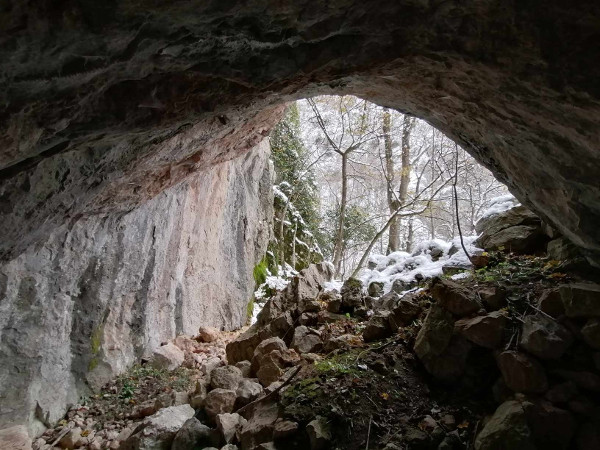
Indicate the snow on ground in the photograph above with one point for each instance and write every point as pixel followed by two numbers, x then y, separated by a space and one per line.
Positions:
pixel 500 204
pixel 406 267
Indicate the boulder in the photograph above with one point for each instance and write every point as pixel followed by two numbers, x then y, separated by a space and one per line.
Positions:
pixel 260 425
pixel 242 348
pixel 550 302
pixel 544 337
pixel 486 331
pixel 454 298
pixel 229 425
pixel 226 377
pixel 15 438
pixel 219 401
pixel 194 434
pixel 351 295
pixel 284 429
pixel 208 334
pixel 158 431
pixel 247 391
pixel 507 429
pixel 581 299
pixel 517 230
pixel 167 356
pixel 375 289
pixel 404 312
pixel 244 367
pixel 591 333
pixel 522 373
pixel 211 364
pixel 493 297
pixel 319 433
pixel 443 355
pixel 551 428
pixel 378 327
pixel 562 249
pixel 306 340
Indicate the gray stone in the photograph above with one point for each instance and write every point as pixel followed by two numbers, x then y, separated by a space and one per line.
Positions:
pixel 159 430
pixel 319 433
pixel 229 425
pixel 454 297
pixel 485 331
pixel 194 434
pixel 219 401
pixel 443 355
pixel 129 280
pixel 167 357
pixel 507 429
pixel 226 377
pixel 15 438
pixel 522 373
pixel 306 340
pixel 544 337
pixel 244 367
pixel 247 391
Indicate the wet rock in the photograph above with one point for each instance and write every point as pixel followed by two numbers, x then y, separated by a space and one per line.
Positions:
pixel 207 334
pixel 562 249
pixel 247 391
pixel 245 367
pixel 562 393
pixel 375 289
pixel 454 298
pixel 319 433
pixel 544 337
pixel 591 333
pixel 260 425
pixel 507 429
pixel 522 373
pixel 284 429
pixel 551 428
pixel 211 364
pixel 492 297
pixel 443 355
pixel 378 327
pixel 306 340
pixel 229 425
pixel 486 331
pixel 159 430
pixel 582 378
pixel 15 438
pixel 226 377
pixel 194 434
pixel 517 230
pixel 167 357
pixel 550 302
pixel 351 295
pixel 581 299
pixel 219 401
pixel 72 439
pixel 404 312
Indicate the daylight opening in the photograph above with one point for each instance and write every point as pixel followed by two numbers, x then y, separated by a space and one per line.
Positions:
pixel 382 195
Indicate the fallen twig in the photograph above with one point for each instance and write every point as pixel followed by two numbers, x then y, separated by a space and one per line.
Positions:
pixel 270 395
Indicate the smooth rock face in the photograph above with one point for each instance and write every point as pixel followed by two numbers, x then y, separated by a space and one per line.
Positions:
pixel 108 289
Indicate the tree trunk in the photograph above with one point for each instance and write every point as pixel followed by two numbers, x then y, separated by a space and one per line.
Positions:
pixel 339 240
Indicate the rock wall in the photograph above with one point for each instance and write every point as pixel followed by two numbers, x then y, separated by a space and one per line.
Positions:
pixel 104 290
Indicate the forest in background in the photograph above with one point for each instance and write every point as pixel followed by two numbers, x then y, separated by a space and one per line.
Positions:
pixel 354 179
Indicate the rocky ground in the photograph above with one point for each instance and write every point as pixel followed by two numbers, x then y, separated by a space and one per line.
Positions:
pixel 507 357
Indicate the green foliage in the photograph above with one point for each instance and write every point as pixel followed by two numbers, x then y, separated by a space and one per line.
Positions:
pixel 300 199
pixel 358 228
pixel 260 272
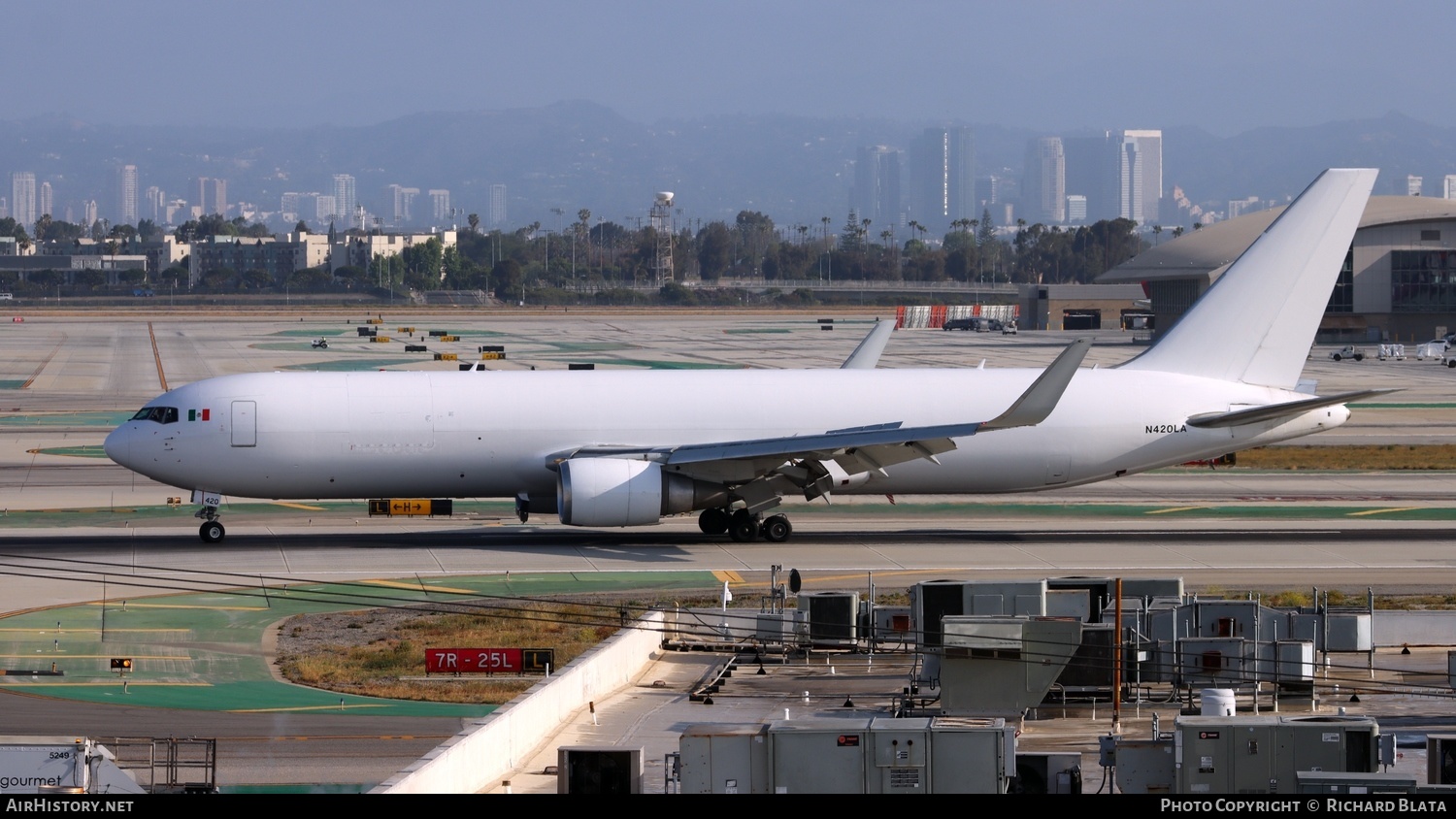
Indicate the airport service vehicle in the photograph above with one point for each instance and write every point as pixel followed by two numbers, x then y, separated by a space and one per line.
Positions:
pixel 628 448
pixel 1435 348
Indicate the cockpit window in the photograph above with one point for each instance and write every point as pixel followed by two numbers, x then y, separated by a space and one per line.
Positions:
pixel 160 414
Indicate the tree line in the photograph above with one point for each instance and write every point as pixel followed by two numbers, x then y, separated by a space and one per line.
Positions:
pixel 603 256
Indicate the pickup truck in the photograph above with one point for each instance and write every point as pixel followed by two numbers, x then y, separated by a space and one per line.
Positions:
pixel 1432 349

- **PROBLEM**:
Reproduce verbatim the part of the data above that opens with the line containing "Indicate the tree trunk" and closes with the line containing "pixel 339 240", with both of those lines included.

- **WRITTEN SOLUTION**:
Indicate the tree trunk in the photograph above with one point for each instance and write every point as pixel followed by two numbers, x then y, separated by a space and one per line.
Positions:
pixel 339 240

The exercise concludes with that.